(Text passage)
The Balance sheet on page 48 shows that the net asset value per share has increased over the last year to 71.9 pence per share (2016: 71.6 pence per share). The increase in net asset value is attributed to the total return of 4.3 pence per share offset by the payment of 4.0 pence per share of dividends.
The cash inflow for the year reflected the issue of new shares under the Albion VCTs Top Up Offers which raised £9.1 million and £8.2 million from the disposal of investments and receipt of deferred consideration. This was utilised by the £6.6 million of new investments, dividends paid of £3.3 million and the buyback of £1.7 million of shares.
A review of the Company's business during the year and future prospects is contained in the Chairman's statement on pages 7 to 9 and in this Strategic report.
In light of the new VCT regulations set out in the recent Finance Act, asset-based investments will begin to decrease as a proportion of the portfolio, and greater emphasis will be given to growth and technology investments.
Details of significant events which have occurred since the end of the financial year are listed in note 19. Details of transactions with the Manager are shown in note 5.
The investment policy is designed to ensure that the Company continues to qualify and is approved as a VCT by HMRC. In order to maintain its status under Venture Capital Trust legislation, a VCT must comply on a continuing basis with the provisions of Section 274 of the Income Tax Act 2007, details of which are provided in the Directors' report on page 29.
The relevant tests to measure compliance have been carried out and independently reviewed for the year ended 31 December 2017. These showed that the Company has complied with all tests and continues to do so.
The Finance Act 2017 contained a number of measures that affects all VCTs. These include:
• a principles-based test for qualifying companies to ensure that investment activities focuses on higher risk opportunities;
As outlined in the Chairman's statement, the Company's portfolio is well balanced across sectors and risk classes. The performance of the growth and technology investments in recent years gives the Board a degree of confidence in the future performance of the Company, as does the proportion of portfolio companies that are profitable. The Manager has a strong pipeline of investment opportunities in which the Company's cash can be deployed.
The Directors believe that the following key performance indicators, which are typical for venture capital trusts, used in its own assessment of the Company, will provide shareholders with sufficient information to assess how effectively the Company is applying its investment policy to meet its objectives and recovering ground from the realignment of the portfolio. The Directors are satisfied that the results shown in the following key performance indicators give a good indication that the Company is achieving its investment objective and policy. These are:
Please see the "Total shareholder return to 31 December 2017" table on page 6 in the Financial summary section which shows the NAV per share as at 31 December 2017 and total shareholder return split by Ordinary shares, C shares and Income & Growth shares.
Total shareholder return is net asset value plus cumulative dividends paid since launch.
Total shareholder return increased by 2.6 per cent. to 166.9 pence per Ordinary share for the year ended 31 December 2017.
The graph on page 5 reflects the total shareholder return performance of the Company relative to the FTSE All-Share Index.
Dividends paid
Dividends paid in respect of the year ended 31 December 2017 were 4.0 pence per share (2016: 5.0 pence per share), in line with the Boards dividend objective as revised in 2016. Cumulative dividends paid since inception are 95.0 pence per share.

(Data extract)
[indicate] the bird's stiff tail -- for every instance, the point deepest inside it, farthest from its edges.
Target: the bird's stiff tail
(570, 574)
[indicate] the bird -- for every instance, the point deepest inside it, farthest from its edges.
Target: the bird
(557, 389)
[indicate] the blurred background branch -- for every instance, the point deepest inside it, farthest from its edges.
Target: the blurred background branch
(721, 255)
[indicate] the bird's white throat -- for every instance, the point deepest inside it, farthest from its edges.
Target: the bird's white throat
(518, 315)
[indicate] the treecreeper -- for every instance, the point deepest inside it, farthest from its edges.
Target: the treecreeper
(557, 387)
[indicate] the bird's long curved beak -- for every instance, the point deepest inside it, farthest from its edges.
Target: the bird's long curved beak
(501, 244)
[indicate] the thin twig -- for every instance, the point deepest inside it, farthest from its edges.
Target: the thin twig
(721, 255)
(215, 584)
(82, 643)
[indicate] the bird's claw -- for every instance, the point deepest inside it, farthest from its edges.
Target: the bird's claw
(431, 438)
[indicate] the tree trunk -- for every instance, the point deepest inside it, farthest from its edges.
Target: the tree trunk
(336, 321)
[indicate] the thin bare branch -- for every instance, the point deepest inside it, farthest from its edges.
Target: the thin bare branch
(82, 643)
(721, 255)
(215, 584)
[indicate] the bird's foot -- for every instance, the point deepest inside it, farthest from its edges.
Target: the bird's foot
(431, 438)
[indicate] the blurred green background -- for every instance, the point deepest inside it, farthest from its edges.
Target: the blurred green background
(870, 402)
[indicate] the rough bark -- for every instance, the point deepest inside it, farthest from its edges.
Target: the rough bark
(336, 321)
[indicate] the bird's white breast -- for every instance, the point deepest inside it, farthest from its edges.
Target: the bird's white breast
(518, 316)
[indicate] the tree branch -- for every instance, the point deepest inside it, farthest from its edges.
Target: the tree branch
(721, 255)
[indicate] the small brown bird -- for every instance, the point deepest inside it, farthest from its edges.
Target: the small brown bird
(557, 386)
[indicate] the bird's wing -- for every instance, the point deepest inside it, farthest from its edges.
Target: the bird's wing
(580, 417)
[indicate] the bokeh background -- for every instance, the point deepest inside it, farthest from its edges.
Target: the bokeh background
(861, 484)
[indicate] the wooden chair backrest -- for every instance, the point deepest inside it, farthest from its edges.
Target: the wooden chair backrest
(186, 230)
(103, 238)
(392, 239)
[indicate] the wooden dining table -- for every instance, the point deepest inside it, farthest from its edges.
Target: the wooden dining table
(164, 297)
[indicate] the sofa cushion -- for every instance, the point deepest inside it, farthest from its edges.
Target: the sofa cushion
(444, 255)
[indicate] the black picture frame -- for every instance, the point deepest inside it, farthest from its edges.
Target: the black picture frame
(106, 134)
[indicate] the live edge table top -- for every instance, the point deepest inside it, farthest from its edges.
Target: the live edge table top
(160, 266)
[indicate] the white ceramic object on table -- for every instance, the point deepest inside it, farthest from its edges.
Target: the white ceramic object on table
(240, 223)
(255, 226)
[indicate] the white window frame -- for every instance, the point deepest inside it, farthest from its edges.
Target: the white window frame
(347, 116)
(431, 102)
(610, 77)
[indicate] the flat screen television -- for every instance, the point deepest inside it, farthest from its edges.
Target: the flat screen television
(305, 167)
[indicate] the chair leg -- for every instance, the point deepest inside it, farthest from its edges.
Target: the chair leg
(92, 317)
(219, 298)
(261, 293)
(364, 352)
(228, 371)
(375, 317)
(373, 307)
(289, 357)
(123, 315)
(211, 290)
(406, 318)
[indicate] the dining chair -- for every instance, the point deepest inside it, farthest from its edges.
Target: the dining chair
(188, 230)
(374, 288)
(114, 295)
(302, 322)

(List of tasks)
1. In the VCT report excerpt, how much was raised by issuing new shares under the Albion VCTs Top Up Offers?
2. Continue the VCT report excerpt from the point where it ends.

(Results in order)
1. £9.1 million

2.
As agreed with the Manager in 2015, the ongoing charges ratio for the year to 31 December 2017 was capped at 2.75 per cent. (2016: 2.75 per cent.) from a previous cap of 3 per cent. with any excess being a reduction in the management fee. The ongoing charges ratio has been calculated using The Association of Investment Companies' (AIC) recommended methodology. This figure shows shareholders the total recurring annual running expenses (including investment management fees charged to capital reserve) as a percentage of the average net assets attributable to shareholders. The Directors expect the ongoing charges ratio for the year ahead to be 2.75 per cent. (capped at 2.75 per cent.).
The reduction in management fees payable to Albion Capital Group LLP in the year, due to the expense cap, amounted to £137,000 (2016: £133,000).
As defined by the Articles of Association, the Company's maximum exposure in relation to gearing is restricted to 10 per cent. of the adjusted share capital and reserves. The Directors do not currently have any intention of utilising long-term gearing and have not done so in the past.
The Company has delegated the investment management of the portfolio to Albion Capital Group LLP, which is authorised and regulated by the Financial Conduct Authority. Albion Capital Group LLP also provides company secretarial and other accounting and administrative support to the Company.
Under the Management agreement, the Manager provides investment management, secretarial and administrative services to the Company. The Management agreement can be terminated by either party on 12 months' notice and is subject to earlier termination in the event of certain breaches or on the insolvency of either party. The Manager is paid an annual fee equal to 2.5 per cent. of the net asset value of the Company, payable quarterly in arrears. The total annual running costs of the Company, including fees payable to Albion, Directors' fees, professional fees and the costs incurred by the Company in the ordinary course of business (but excluding any exceptional items and performance fees payable to Albion) are capped at an amount equal to 2.75 per cent. of the Company's net assets, with any excess being met by Albion by way of a reduction in management fees.
Additionally, Albion agreed to reduce that proportion of its management fee relating to the investment in the SVS Albion OLIM UK Equity Income Fund ("OUEIF") by 0.75 per cent., which represents the OUEIF management fee charged by OLIM to avoid any double charging for the investment exposure.
The Manager is also entitled to an arrangement fee, payable by each portfolio company, of approximately 2 per cent. of each investment made and monitoring fees where the Manager has a representative on the portfolio company's board. Further details of the Manager's fee can be found in note 5.
In order to provide the Manager with an incentive to maximise the return to investors, the Manager is entitled to charge an incentive fee in the event that the returns exceed minimum target levels per share.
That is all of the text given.